Work instructions:
Reproduce word for word the part of the Donald MacDonell biography below that runs from "British flying ace of WWII" up to and including "least ten aircraft.".

Text block:
**********

- Born: 15 November 1913 Baku, Russia (now Azerbaijan)
- Died: 7 June 1999 (aged 85)
- Allegiance: United Kingdom
- Branch: Royal Air Force
- Service years: 1932–1964
- Rank: Air Commodore
- Commands: No. 64 Squadron
- Conflicts: Second World War Battle of Britain; Circus offensive; Cold War
- Awards: Companion of the Order of the Bath Distinguished Flying Cross Mention in Despatches
- Other work: Construction executive 22nd Chief of Glengarry

= Donald MacDonell (RAF officer) =

British flying ace of WWII

Donald MacDonell, (15 November 1913 – 7 June 1999) was a British flying ace of the Royal Air Force (RAF) during the Second World War. He is credited with the destruction of at least ten aircraft.

The son of the 21st Chief of Glengarry, MacDonell was born in Baku in what is now Azerbaijan. Educated in England, he entered the service of the RAF as a pilot officer in 1934 when he graduated from the RAF College at Cranwell. After serving with No. 54 Squadron for a time, he was seconded to the Fleet Air Arm and flew with its squadrons before resuming service with the RAF as an instructor. At the time of the outbreak of the Second World War, he was assigned to the Air Ministry in a training role. He was posted to No. 64 Squadron in July, taking up command of the unit several days after his arrival and claiming several aerial victories during the Battle of Britain. He was shot down in March 1941 during the RAF's Circus offensive and spent the remainder of the war in captivity.

**********

Excerpted data:
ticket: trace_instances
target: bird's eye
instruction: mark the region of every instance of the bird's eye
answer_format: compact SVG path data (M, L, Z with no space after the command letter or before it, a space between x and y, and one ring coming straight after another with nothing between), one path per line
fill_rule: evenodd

**********

Response to the task:
British flying ace of WWII

Donald MacDonell, (15 November 1913 – 7 June 1999) was a British flying ace of the Royal Air Force (RAF) during the Second World War. He is credited with the destruction of at least ten aircraft.